───── Record set ─────

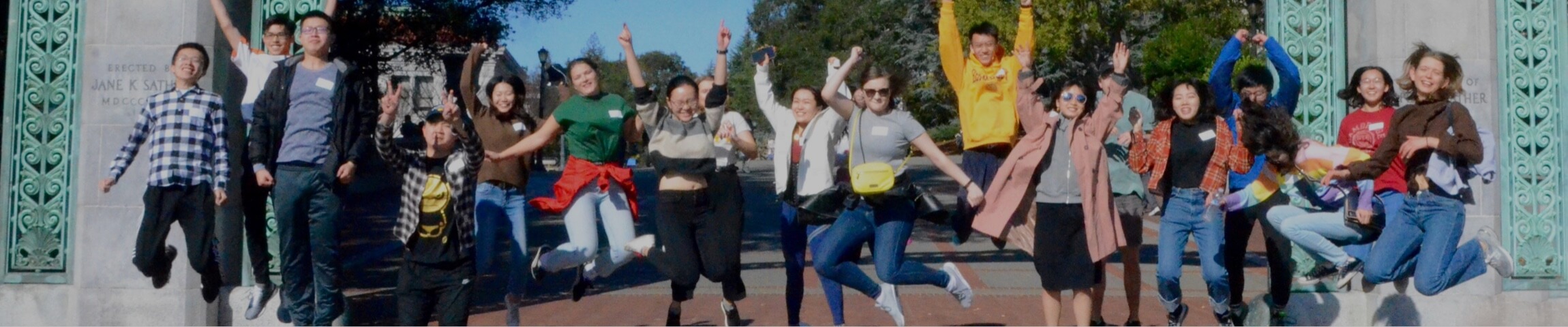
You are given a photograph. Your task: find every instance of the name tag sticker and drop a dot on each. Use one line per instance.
(1206, 135)
(325, 83)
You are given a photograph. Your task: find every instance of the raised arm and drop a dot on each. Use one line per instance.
(830, 94)
(466, 83)
(226, 25)
(950, 46)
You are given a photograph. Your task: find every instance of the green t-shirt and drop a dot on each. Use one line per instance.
(593, 127)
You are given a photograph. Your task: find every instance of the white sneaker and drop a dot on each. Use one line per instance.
(640, 245)
(1496, 255)
(957, 285)
(888, 301)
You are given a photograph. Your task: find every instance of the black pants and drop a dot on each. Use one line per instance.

─────

The exercise
Scale the lines above: write them all out again, requests included, and multiply every point coordinate in the answers by 2.45, rounding each result to a whole number with halves rounded up. Leave the pictures out.

Task solution
You are given a photograph. Your task: find every instance of the name tag sticker and drop a dot on each. Use one line per instance.
(2955, 331)
(796, 203)
You are given a photograph. Your task: find every instance of the raised arm and drop a dot on each. Use one line per instance.
(2034, 230)
(1142, 203)
(554, 61)
(2328, 113)
You are given a photograph. Your task: find every instance of the green t-shirt and drop a dot on each. Use one line per instance.
(1453, 311)
You are given a photograph. Your task: find every instance of the white sneaker and drop a dot on each. Use one line per instance.
(1568, 600)
(3665, 625)
(2345, 698)
(2176, 737)
You are given a photograph. Your task: find every instance of the black pants and drop a dot on each. Use one line per instance.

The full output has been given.